Dataset records:
■ ■ ■ ■
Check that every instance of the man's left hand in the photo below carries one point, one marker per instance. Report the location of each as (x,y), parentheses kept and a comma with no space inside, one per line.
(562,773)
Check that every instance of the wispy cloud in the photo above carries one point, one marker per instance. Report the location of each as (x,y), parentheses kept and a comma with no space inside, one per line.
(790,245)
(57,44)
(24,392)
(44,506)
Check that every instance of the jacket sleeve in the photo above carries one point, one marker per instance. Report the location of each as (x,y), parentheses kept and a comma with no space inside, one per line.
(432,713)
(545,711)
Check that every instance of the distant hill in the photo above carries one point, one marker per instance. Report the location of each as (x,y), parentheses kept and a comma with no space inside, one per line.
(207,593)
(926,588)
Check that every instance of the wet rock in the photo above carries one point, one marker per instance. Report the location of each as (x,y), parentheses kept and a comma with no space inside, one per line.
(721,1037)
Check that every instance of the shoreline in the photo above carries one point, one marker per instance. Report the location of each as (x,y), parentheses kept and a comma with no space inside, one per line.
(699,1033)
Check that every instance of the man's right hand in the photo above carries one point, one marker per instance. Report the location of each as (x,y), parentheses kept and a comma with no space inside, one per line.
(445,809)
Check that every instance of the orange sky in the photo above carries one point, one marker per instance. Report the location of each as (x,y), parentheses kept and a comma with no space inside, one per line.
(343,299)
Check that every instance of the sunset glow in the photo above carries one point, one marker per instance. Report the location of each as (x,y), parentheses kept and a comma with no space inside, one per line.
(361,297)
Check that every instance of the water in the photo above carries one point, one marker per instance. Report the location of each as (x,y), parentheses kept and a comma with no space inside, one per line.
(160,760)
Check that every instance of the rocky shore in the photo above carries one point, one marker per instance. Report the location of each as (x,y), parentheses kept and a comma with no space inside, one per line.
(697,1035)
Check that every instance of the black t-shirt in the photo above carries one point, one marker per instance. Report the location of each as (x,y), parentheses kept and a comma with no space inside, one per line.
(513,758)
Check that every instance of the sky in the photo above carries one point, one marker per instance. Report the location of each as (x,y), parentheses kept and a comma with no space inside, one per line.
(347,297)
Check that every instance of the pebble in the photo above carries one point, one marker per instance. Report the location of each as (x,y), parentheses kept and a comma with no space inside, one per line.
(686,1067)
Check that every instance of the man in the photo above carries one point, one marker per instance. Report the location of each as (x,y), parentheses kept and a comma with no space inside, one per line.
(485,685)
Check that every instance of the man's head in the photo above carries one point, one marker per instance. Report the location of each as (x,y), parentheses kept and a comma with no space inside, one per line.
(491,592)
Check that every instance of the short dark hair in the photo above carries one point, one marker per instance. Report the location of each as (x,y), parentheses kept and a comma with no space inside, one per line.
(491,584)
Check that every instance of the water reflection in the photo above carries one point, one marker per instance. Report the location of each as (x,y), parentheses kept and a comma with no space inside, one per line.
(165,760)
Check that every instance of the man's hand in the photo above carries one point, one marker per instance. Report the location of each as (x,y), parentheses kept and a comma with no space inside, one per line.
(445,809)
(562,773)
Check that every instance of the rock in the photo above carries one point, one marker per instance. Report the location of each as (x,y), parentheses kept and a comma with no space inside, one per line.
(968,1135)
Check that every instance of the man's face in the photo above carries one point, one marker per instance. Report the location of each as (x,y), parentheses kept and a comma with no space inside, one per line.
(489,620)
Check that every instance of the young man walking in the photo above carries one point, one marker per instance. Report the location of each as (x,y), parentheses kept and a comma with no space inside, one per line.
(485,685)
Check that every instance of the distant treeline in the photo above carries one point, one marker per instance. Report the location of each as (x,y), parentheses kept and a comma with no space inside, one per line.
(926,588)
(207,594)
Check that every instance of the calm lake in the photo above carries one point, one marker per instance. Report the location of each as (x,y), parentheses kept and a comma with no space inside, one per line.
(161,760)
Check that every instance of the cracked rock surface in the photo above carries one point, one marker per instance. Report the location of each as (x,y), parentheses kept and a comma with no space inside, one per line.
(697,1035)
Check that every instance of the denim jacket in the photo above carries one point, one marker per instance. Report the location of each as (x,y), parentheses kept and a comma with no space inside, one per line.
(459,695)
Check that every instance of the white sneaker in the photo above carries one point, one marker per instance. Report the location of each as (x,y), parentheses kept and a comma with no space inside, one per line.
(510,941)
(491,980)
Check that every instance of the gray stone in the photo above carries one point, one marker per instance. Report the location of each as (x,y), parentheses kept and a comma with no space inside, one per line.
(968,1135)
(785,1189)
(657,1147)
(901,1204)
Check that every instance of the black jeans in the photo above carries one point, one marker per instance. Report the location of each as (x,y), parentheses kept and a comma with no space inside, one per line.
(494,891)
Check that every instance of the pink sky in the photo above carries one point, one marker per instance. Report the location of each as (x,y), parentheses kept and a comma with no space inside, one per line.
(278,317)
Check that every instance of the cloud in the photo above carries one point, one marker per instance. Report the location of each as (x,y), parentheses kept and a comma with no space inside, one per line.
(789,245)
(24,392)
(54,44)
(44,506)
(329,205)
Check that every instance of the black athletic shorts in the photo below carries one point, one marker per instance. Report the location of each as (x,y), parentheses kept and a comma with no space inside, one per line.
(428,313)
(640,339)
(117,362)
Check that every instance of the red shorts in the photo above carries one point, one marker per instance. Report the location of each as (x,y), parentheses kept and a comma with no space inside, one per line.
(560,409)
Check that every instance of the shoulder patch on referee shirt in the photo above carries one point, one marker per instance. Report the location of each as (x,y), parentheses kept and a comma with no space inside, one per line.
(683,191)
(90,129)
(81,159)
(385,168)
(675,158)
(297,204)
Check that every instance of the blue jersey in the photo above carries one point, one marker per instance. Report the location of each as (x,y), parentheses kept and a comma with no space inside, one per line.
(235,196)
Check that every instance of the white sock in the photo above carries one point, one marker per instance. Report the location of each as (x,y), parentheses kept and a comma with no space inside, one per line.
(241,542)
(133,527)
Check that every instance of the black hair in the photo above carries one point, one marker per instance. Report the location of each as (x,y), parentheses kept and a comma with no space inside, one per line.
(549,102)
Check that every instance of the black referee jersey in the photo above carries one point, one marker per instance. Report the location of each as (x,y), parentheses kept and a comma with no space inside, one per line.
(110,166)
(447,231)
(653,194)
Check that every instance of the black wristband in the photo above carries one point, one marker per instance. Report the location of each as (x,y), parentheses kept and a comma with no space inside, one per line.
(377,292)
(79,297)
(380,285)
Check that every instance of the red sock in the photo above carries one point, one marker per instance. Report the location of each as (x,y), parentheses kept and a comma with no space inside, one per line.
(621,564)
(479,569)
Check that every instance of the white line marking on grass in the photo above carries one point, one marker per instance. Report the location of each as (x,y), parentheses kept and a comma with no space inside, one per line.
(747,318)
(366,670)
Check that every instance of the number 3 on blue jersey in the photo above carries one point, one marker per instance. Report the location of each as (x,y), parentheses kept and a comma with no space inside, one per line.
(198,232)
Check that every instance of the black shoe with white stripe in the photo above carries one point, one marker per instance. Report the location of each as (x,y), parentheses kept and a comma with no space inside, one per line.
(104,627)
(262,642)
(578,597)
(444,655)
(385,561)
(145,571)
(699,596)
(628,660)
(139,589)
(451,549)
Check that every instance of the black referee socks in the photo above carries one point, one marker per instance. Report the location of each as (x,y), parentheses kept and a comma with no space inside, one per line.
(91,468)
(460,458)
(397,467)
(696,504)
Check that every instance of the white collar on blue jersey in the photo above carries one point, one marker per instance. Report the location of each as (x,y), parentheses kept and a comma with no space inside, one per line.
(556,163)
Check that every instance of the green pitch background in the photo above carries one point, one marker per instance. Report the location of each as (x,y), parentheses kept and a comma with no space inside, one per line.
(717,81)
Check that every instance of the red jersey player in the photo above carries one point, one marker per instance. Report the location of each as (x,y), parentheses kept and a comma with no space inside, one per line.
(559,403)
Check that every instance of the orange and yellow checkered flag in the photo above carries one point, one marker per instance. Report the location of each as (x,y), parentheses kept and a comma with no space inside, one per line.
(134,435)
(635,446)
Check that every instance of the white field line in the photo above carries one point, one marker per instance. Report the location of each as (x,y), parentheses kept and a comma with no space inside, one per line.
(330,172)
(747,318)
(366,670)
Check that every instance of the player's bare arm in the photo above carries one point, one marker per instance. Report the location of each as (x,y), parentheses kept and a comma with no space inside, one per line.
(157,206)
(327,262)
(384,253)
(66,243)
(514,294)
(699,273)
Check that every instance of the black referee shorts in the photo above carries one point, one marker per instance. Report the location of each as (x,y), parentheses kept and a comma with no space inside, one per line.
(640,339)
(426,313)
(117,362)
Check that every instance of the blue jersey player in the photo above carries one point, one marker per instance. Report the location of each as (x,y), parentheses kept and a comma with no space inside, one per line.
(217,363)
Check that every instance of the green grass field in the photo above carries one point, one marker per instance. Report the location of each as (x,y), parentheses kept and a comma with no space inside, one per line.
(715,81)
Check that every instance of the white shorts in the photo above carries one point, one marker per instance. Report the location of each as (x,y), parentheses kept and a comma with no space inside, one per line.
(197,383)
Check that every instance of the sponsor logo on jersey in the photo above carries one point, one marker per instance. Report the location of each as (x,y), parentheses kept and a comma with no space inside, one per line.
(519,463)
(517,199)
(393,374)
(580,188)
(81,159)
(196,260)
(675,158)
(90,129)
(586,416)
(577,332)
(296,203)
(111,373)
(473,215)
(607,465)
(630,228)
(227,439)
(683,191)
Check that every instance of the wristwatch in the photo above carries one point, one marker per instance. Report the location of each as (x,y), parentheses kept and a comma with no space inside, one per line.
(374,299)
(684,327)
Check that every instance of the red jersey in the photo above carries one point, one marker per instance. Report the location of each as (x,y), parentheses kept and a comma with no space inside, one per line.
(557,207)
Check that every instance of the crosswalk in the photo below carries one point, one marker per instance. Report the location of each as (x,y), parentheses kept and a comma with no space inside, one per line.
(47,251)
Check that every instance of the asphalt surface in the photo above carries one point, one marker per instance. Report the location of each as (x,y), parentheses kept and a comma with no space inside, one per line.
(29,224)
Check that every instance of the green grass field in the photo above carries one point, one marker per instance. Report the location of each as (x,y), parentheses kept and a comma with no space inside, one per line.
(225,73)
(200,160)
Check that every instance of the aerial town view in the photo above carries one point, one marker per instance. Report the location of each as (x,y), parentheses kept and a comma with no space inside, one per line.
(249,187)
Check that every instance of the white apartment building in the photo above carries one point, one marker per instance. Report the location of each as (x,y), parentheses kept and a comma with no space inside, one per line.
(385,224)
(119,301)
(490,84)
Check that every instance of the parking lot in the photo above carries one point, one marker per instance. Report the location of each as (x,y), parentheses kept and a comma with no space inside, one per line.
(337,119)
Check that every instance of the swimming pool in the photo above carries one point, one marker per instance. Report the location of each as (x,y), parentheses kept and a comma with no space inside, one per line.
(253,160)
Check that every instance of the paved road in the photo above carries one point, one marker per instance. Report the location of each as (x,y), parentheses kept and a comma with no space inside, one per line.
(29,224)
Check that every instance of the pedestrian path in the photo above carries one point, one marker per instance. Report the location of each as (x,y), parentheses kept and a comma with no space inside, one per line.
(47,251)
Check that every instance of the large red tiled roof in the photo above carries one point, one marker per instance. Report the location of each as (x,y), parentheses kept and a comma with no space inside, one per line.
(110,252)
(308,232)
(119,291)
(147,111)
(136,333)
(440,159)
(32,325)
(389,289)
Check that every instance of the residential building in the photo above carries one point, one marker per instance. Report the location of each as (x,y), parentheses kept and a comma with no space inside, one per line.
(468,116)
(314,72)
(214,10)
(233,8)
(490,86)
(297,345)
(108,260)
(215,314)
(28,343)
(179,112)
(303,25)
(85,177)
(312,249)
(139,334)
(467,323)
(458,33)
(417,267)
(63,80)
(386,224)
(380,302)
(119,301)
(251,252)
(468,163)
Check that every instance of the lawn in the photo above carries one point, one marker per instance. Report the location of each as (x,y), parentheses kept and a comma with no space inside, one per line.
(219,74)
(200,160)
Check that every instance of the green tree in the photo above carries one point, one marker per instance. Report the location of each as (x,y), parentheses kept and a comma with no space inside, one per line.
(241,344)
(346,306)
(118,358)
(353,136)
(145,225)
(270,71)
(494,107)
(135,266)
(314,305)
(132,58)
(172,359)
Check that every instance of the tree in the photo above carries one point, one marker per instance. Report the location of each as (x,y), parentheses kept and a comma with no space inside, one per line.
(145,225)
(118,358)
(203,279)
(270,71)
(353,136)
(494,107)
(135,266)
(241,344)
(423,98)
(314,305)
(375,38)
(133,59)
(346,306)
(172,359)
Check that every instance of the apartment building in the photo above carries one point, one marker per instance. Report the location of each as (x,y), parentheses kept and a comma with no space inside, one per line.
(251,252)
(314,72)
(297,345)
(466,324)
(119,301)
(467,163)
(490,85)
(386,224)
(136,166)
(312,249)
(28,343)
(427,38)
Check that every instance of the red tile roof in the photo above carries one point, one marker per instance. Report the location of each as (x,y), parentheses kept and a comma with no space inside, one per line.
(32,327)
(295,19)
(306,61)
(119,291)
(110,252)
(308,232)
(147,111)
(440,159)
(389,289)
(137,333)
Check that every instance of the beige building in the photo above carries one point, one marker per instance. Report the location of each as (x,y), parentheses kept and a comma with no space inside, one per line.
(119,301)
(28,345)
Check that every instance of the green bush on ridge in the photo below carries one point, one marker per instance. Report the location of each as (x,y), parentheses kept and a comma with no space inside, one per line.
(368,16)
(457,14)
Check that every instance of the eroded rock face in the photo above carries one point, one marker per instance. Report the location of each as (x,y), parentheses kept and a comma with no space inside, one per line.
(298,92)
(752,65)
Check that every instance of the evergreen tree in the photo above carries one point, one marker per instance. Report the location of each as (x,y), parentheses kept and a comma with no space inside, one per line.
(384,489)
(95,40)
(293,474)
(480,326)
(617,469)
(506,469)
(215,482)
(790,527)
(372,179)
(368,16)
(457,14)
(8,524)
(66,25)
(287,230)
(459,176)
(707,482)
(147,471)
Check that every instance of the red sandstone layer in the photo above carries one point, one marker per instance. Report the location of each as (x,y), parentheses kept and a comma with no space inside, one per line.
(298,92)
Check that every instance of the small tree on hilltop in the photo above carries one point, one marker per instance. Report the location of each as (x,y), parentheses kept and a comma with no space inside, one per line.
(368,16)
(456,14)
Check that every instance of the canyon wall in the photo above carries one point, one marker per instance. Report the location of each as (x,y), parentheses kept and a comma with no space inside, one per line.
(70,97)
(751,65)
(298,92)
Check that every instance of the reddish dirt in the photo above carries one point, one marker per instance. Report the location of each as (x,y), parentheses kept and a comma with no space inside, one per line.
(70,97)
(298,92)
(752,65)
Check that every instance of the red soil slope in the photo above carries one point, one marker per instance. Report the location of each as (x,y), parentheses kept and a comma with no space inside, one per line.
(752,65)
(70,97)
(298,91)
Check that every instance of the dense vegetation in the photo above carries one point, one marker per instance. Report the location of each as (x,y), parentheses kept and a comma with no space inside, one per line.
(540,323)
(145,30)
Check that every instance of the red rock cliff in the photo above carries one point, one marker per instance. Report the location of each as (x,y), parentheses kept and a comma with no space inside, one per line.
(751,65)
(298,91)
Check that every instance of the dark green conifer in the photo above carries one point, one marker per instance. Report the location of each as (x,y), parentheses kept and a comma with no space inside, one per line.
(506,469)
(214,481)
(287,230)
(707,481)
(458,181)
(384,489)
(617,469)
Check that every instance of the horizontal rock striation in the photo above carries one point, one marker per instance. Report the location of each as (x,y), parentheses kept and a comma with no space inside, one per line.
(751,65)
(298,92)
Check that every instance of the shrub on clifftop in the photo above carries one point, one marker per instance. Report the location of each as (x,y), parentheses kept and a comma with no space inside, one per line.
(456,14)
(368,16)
■ ■ ■ ■
Exercise goal: Repeat exactly the lines from the line containing "Check that every instance of the horizontal" through the end of the listing above; both boundary lines are part of the output.

Worked answer:
Check that every instance of the horizontal rock striation in the photo above carries one point, one marker per instance. Report the location of each as (x,y), parentheses kept and a comma with no space inside, one per line.
(751,65)
(298,92)
Check that every instance of the shrub on clifftop in the photo above carries one point, one marker per instance. Report the location of each as (x,y), parentheses kept and a comma with no space inside, one per line.
(456,14)
(368,16)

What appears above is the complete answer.